Data entries:
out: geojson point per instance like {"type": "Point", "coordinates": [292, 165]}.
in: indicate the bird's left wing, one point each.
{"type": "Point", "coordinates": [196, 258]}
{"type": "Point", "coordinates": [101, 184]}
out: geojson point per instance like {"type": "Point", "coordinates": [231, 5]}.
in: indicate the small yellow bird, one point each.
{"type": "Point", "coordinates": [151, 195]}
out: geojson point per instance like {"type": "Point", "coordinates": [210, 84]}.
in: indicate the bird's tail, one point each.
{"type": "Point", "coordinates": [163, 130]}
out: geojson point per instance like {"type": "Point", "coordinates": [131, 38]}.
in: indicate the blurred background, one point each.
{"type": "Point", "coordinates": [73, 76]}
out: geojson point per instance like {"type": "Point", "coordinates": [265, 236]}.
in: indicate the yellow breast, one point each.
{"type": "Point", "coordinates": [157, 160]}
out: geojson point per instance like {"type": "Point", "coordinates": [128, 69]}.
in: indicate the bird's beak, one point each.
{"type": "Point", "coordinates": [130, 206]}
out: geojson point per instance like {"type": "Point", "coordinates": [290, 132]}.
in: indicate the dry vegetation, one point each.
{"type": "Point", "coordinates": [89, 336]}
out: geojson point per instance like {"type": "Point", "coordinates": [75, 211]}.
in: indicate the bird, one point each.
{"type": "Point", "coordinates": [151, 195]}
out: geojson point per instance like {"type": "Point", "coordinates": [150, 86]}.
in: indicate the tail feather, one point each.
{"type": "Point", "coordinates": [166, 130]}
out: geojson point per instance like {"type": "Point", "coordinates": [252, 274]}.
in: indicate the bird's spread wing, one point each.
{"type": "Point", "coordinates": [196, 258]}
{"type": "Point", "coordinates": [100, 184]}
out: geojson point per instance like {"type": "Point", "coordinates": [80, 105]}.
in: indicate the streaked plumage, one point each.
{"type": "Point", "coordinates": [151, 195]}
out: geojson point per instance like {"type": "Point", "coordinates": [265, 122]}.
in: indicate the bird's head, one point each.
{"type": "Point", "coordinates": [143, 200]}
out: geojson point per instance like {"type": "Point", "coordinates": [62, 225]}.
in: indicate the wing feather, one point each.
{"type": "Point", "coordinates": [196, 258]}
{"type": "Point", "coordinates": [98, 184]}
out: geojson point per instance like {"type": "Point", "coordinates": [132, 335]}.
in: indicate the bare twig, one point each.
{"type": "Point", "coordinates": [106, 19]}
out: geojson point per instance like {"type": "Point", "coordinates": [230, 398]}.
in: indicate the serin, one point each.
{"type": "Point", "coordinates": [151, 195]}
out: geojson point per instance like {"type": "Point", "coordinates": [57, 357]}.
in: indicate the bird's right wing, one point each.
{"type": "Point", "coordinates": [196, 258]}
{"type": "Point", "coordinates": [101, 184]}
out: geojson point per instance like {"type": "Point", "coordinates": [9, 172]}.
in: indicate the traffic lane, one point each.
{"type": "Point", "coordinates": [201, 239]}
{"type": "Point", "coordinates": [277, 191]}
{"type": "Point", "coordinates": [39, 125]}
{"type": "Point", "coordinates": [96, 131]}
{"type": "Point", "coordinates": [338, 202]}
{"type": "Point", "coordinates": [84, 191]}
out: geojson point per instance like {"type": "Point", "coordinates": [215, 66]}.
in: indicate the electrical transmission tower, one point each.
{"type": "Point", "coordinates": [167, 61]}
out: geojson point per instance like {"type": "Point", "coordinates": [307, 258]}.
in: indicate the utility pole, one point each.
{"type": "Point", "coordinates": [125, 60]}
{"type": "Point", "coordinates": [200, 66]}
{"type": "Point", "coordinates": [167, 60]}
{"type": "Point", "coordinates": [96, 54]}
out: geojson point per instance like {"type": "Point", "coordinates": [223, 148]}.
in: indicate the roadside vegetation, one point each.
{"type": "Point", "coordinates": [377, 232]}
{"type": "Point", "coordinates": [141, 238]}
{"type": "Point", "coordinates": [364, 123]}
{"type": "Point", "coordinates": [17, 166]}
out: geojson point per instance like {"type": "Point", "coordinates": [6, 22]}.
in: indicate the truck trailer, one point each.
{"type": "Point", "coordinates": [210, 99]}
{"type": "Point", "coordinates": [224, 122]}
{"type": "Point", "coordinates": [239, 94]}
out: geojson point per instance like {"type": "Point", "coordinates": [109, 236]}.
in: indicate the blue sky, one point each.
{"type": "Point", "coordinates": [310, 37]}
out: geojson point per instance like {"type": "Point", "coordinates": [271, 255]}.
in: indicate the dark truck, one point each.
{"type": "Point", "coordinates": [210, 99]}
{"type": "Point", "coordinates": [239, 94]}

◆ **Exercise task**
State how many lines of the listing contain the string "tail", matching case exactly. Reply with the number only.

◆ **Task result**
2